Вот сколько размышлений вызвали самые первые страницы небольшой книги. Я уже не в силах оценить полностью четкую последовательность автора, вникнуть в скрупулезный и умный анализ творчества нашего товарища. Сейчас одно владеет мной: как дальше сомкнет наши биографии автор книги? «Поздней осенью 1939 года студент Недогонов одним из первых ушел на фронт, добровольцем». Об этом периоде жизни поэта в его биографии сказаны две скупые фразы: «В финскую служил рядовым бойцом. В дни штурма Выборга был тяжело ранен».


Черною зловещей тишиною,

Линией незримого огня,

Проволокой, пулей разрывною

Ты, Суоми, встретила меня.


Копштейн, Молочко, Отрада, Стружко и те, которых я поименно назвал за несуществующим праздничным столом, подписались бы под этими строками. Подписались бы под ними и Михаил Луконин, и Иван Бауков, и Иван Куприянов, и Виктор Панков, и еще с полдюжины людей, последних ветеранов добровольческих батальонов войны с белофинами.

Алексей Недогонов воевал со своим батальоном на много сот километров южнее, чем наш 34-й легколыжный батальон. Общая судьба вела нас тогда. Михаил Луконин писал по свежим следам кровоточащее стихотворение о Николае Отраде. Я, потеряв счет своим лучшим друзьям и глядя на свои черные с «отливом в синь» гангренозные ноги, выговаривал свои первые настоящие строки:


И о нас зачинались сказанья и были,

Хоть висла в землянках смердящая вонь,

Пока с санитарами песни мы выли

И водкой глушили антонов огонь.


Все это было примерно однозначно. Но первым из всех нас возвел тогда частное до общего Алексей Недогонов. И спасибо Виктору Тельпугову, что он напомнил всем нам полузабытые строки:


Сколько передумано

И с болью

Сколько перечувствовано раз —

Сколько пало нас под Сердоболью,

На Карельском сколько пало нас.

## НАБОР ЗАПИСЕЙ
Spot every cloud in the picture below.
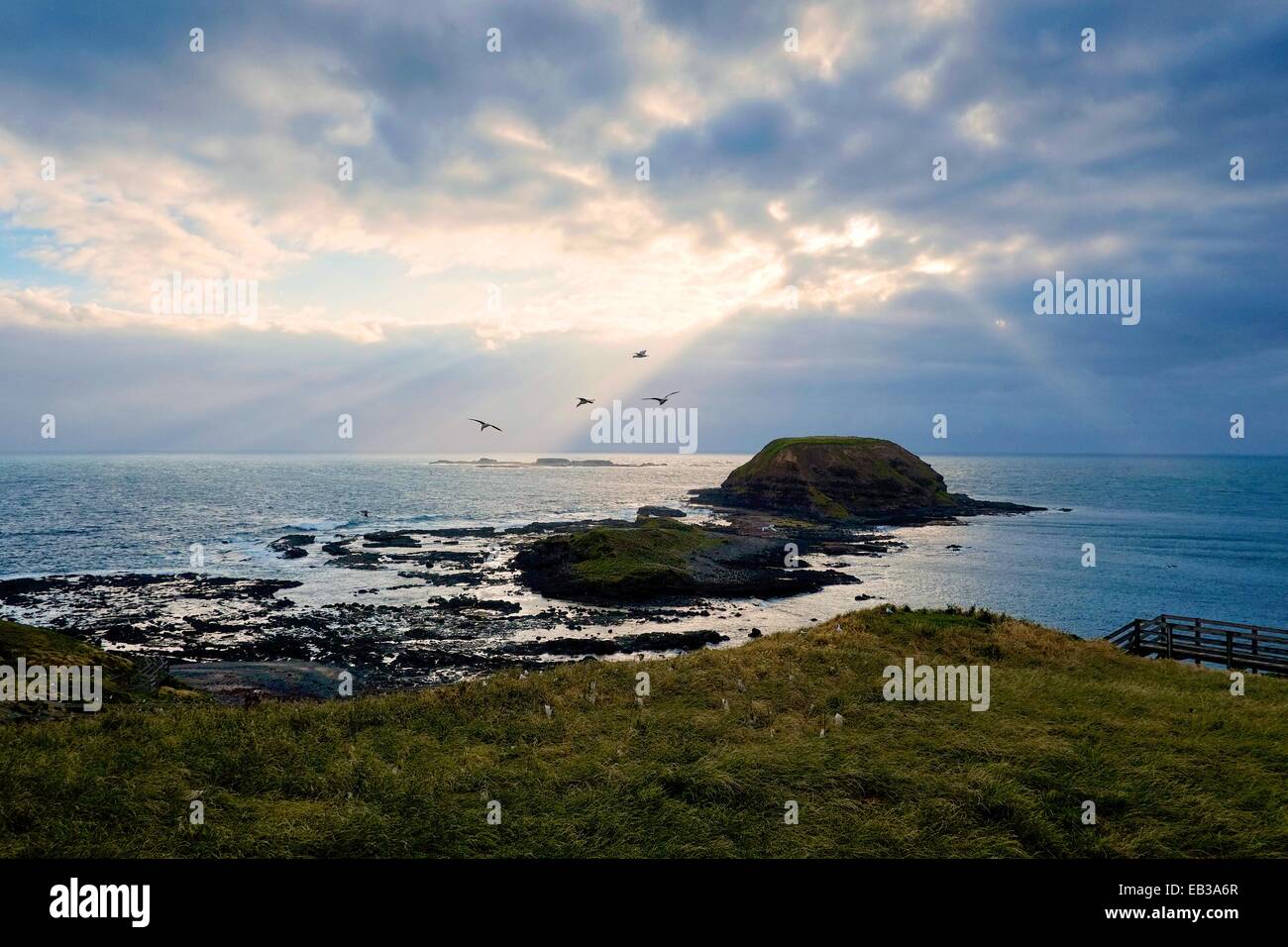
[0,0,1288,447]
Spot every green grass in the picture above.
[728,434,890,483]
[561,519,720,585]
[0,609,1288,857]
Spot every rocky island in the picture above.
[514,437,1040,601]
[692,437,1043,526]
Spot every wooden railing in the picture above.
[1105,614,1288,674]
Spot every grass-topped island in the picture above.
[0,608,1288,857]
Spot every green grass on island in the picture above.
[0,608,1288,858]
[567,519,721,586]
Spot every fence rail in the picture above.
[1105,614,1288,674]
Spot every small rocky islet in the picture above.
[0,437,1039,695]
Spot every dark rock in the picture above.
[693,437,1040,523]
[635,506,687,519]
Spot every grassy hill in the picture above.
[0,609,1288,857]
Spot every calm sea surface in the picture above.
[0,455,1288,635]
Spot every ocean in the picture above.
[0,454,1288,637]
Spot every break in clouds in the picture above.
[0,0,1288,453]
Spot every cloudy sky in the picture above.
[0,0,1288,454]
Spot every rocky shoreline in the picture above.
[0,442,1034,697]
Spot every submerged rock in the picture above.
[514,518,859,601]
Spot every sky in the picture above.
[0,0,1288,455]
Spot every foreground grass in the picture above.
[0,609,1288,857]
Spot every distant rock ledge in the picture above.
[691,437,1046,526]
[429,458,666,467]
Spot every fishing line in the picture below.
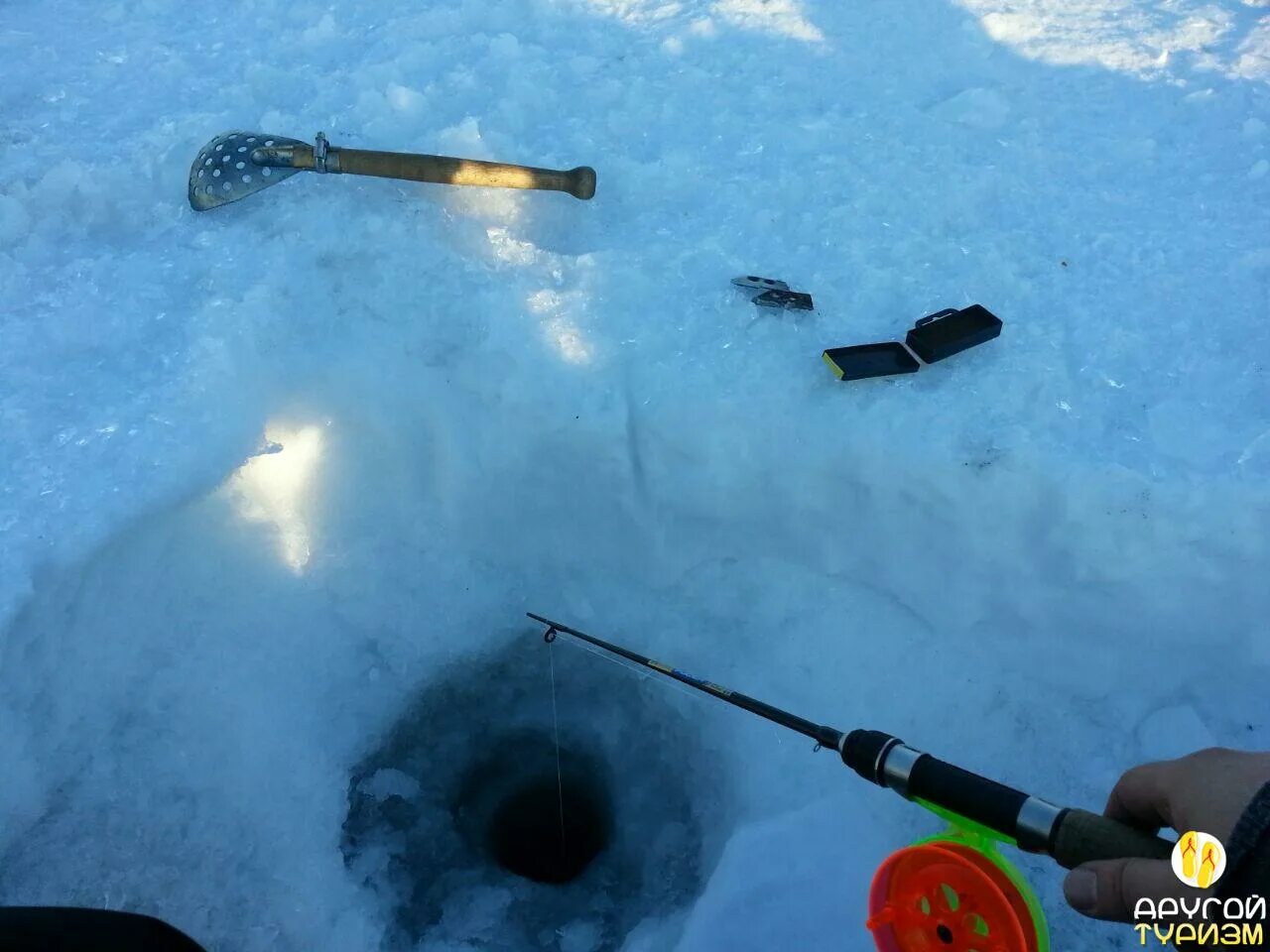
[550,627,726,707]
[548,644,569,870]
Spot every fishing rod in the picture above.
[526,612,1174,952]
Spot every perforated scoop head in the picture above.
[190,132,306,212]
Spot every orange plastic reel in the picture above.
[867,840,1039,952]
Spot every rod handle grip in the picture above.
[1051,808,1174,870]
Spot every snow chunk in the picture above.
[931,86,1010,130]
[1138,704,1216,761]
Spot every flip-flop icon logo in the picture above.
[1174,830,1225,889]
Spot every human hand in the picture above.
[1063,748,1270,921]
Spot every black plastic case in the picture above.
[904,304,1001,363]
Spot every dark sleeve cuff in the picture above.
[1216,781,1270,898]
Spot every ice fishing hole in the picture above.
[340,631,730,952]
[485,775,612,884]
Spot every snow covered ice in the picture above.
[0,0,1270,952]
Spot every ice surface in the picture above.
[0,0,1270,952]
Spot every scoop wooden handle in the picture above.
[315,149,595,199]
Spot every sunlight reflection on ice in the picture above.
[226,424,322,575]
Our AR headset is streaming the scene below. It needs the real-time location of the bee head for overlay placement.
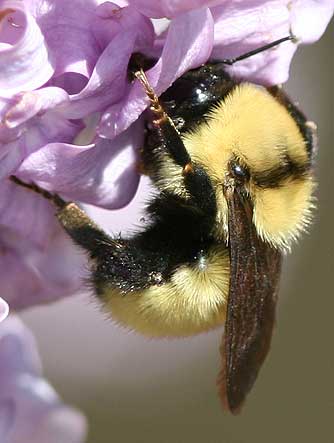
[184,83,314,249]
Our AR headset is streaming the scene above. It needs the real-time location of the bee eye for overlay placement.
[230,160,250,183]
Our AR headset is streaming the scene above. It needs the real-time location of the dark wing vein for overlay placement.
[220,189,281,413]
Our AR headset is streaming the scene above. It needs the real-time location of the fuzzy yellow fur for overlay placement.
[184,84,314,249]
[104,246,229,337]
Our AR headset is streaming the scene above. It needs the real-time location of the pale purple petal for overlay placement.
[18,121,144,209]
[0,179,54,248]
[129,0,222,18]
[92,2,155,52]
[211,0,296,84]
[0,180,86,309]
[63,30,137,118]
[0,110,83,179]
[98,9,213,138]
[0,0,54,97]
[290,0,334,44]
[211,0,333,85]
[28,0,100,78]
[0,315,42,376]
[0,316,87,443]
[3,87,69,128]
[0,297,9,322]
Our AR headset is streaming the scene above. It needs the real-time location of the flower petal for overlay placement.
[290,0,334,44]
[63,31,140,119]
[92,1,154,52]
[0,180,86,309]
[4,87,69,129]
[0,106,82,179]
[0,0,54,97]
[129,0,222,18]
[211,0,334,86]
[0,316,87,443]
[28,0,100,78]
[0,297,9,322]
[19,121,144,209]
[98,9,213,138]
[0,315,42,378]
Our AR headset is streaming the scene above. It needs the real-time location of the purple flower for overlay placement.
[0,0,334,308]
[0,298,9,323]
[0,316,86,443]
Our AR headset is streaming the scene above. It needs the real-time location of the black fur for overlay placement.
[93,194,215,295]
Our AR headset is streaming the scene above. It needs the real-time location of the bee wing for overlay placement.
[219,189,281,413]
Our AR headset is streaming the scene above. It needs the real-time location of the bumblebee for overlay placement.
[13,37,315,413]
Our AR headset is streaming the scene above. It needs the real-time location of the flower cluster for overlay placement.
[0,0,334,442]
[0,0,334,309]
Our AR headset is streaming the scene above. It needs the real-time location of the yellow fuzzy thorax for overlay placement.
[183,83,314,249]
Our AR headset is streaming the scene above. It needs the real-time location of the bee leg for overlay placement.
[11,176,167,295]
[135,70,216,217]
[135,69,192,173]
[10,175,112,258]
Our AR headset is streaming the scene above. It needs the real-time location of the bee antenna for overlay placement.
[216,32,297,66]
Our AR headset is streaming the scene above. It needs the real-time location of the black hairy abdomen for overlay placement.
[93,196,213,295]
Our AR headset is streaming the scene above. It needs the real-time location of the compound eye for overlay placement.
[230,160,250,183]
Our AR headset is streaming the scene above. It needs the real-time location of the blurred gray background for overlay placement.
[23,23,334,443]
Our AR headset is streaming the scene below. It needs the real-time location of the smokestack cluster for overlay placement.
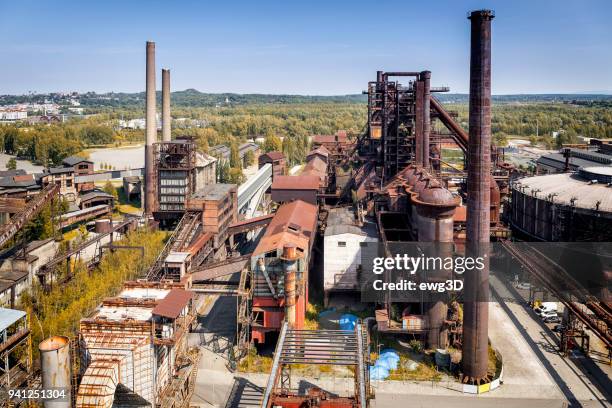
[162,69,172,142]
[144,41,157,216]
[462,10,494,384]
[144,41,172,216]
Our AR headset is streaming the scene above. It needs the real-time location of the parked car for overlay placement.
[553,324,566,333]
[544,315,561,323]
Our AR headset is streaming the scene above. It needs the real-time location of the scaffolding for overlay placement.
[261,322,370,408]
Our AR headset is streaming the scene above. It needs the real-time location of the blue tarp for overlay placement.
[370,348,400,381]
[338,313,357,331]
[370,365,389,381]
[376,357,399,370]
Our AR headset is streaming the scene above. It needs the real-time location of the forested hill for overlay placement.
[0,89,612,109]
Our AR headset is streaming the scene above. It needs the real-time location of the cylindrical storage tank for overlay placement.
[96,218,112,234]
[38,336,71,408]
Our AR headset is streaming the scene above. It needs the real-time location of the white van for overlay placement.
[535,302,557,316]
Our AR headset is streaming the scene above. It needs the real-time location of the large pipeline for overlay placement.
[144,41,157,216]
[282,244,298,329]
[462,10,494,384]
[420,71,431,169]
[38,336,72,408]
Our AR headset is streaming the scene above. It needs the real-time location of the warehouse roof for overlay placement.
[153,289,193,319]
[192,183,236,200]
[62,156,93,166]
[325,207,377,237]
[272,175,319,190]
[513,167,612,212]
[253,200,318,255]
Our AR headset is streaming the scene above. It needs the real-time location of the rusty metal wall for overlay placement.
[462,10,494,383]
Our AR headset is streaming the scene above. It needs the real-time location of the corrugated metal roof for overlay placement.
[153,289,193,319]
[253,200,318,255]
[300,156,327,180]
[272,175,319,190]
[514,173,612,212]
[192,183,236,200]
[260,152,285,160]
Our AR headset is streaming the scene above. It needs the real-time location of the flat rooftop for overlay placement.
[513,168,612,213]
[191,183,236,200]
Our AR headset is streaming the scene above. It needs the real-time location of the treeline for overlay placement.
[446,104,612,147]
[0,121,133,166]
[19,230,166,357]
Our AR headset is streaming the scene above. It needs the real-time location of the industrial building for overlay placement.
[250,200,318,344]
[536,147,612,174]
[258,152,287,179]
[271,175,321,204]
[0,307,32,394]
[323,207,378,304]
[153,139,216,224]
[510,166,612,242]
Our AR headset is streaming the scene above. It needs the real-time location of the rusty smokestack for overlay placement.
[462,10,494,384]
[144,41,157,216]
[414,77,423,167]
[162,69,172,142]
[282,244,298,329]
[421,71,431,168]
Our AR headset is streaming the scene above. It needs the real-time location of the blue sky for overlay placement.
[0,0,612,95]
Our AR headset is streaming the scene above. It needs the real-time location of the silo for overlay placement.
[38,336,71,408]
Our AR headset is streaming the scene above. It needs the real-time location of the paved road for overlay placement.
[491,276,612,408]
[190,278,610,408]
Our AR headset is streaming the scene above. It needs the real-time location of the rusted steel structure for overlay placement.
[261,322,371,408]
[0,184,59,247]
[250,200,318,343]
[462,10,494,384]
[144,41,157,217]
[153,139,196,224]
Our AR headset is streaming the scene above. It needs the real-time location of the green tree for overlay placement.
[230,143,242,169]
[6,157,17,170]
[4,127,19,154]
[244,150,255,167]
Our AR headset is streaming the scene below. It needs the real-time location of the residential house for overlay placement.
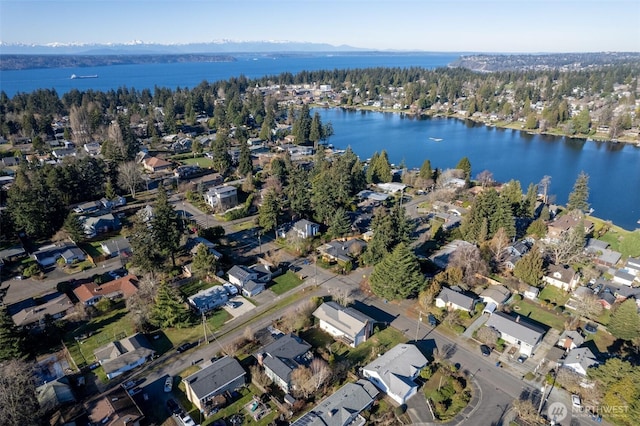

## ПЕРЕЧЕНЬ ЗАДАНИЙ
[1] Когда, согласно фрагменту текста, Недогонов был тяжело ранен?
[2] Перепишите из фрагмента текста отрывок без изменений: начните со слов «Ты, Суоми, встретила» и остановитесь после слов «войны с белофинами.».
[3] Какие люди названы по имени и фамилии во втором предложении абзаца фрагмента текста, который начинается словами «Копштейн, Молочко»? Перечислите всех.

## ОТВЕТЫ К УПРАЖНЕНИЮ
[1] В дни штурма Выборга.

[2]
Ты, Суоми, встретила меня.


Копштейн, Молочко, Отрада, Стружко и те, которых я поименно назвал за несуществующим праздничным столом, подписались бы под этими строками. Подписались бы под ними и Михаил Луконин, и Иван Бауков, и Иван Куприянов, и Виктор Панков, и еще с полдюжины людей, последних ветеранов добровольческих батальонов войны с белофинами.

[3] Михаил Луконин, Иван Бауков, Иван Куприянов, Виктор Панков.